* _What you need to do_: The records that follow must be reproduced in full, exactly as written.

(Dataset rows on where objects appear)
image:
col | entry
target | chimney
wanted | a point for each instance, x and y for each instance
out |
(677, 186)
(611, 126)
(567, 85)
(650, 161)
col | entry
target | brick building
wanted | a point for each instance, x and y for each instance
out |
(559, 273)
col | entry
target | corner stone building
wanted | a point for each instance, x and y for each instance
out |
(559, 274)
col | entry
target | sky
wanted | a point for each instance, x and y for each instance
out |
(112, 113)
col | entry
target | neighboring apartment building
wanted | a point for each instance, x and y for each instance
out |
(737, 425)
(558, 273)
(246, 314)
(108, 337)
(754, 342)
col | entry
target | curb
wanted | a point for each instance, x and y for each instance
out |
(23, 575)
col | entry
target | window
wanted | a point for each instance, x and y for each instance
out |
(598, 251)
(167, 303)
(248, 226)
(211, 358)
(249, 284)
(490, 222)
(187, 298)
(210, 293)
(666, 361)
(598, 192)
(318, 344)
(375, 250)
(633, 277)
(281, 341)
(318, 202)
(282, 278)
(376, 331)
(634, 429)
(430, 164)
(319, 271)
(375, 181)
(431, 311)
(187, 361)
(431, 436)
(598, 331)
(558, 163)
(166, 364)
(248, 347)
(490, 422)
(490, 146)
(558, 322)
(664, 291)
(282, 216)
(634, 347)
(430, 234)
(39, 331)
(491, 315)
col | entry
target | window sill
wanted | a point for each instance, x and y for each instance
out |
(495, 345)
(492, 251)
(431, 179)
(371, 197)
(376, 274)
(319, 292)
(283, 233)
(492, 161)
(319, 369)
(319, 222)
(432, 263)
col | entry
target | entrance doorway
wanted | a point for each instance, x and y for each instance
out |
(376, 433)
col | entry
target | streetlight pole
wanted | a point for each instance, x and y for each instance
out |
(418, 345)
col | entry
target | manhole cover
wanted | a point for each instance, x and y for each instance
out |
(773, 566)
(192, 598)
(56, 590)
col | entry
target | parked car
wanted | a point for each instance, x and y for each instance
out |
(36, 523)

* _Result for this exercise_:
image:
col | entry
target | chimney
wanted | a point for each instance, x and y for each instance
out |
(677, 186)
(611, 126)
(567, 85)
(650, 161)
col | entry
target | brick building
wanted | a point for each instance, x and y for each instance
out |
(559, 273)
col | entry
target | corner stone building
wanted | a point for each instance, x and y for each instance
out |
(559, 274)
col | entry
target | sky
wanted | a point for each instance, x and y for each instance
out |
(112, 113)
col | entry
target | neighboring apartment building
wanted | a point for each instance, x and y for each instance
out |
(737, 425)
(558, 273)
(246, 314)
(108, 337)
(754, 342)
col | entry
target | curb
wanted | a point for each instance, x and y for each instance
out |
(23, 575)
col | entry
target | window
wanted | a point for each instance, x and y for each instance
out |
(598, 251)
(167, 303)
(248, 226)
(211, 358)
(249, 284)
(490, 222)
(187, 298)
(210, 293)
(666, 361)
(598, 192)
(318, 344)
(375, 250)
(633, 277)
(281, 341)
(318, 202)
(282, 278)
(376, 331)
(634, 429)
(430, 164)
(319, 271)
(375, 181)
(431, 311)
(187, 361)
(431, 436)
(598, 331)
(558, 163)
(166, 364)
(248, 347)
(490, 422)
(490, 146)
(558, 322)
(664, 291)
(282, 216)
(634, 347)
(430, 234)
(39, 331)
(491, 315)
col | entry
target | window sill
wanted | a point for each instance, x and y for each instance
out |
(495, 345)
(492, 251)
(431, 179)
(371, 197)
(376, 274)
(319, 292)
(283, 233)
(492, 161)
(319, 369)
(319, 222)
(432, 263)
col | entry
target | entrance doorway
wanted | a point for each instance, x and y for each instance
out |
(376, 433)
col | entry
target | streetlight pole
wanted | a point for each instance, x and y for each instance
out |
(418, 345)
col | entry
target | manhole cover
wanted | a point for each instance, x and y for each instance
out |
(773, 566)
(192, 598)
(56, 590)
col | entry
target | parked car
wanted | a point for each instance, x and y for each instance
out |
(36, 523)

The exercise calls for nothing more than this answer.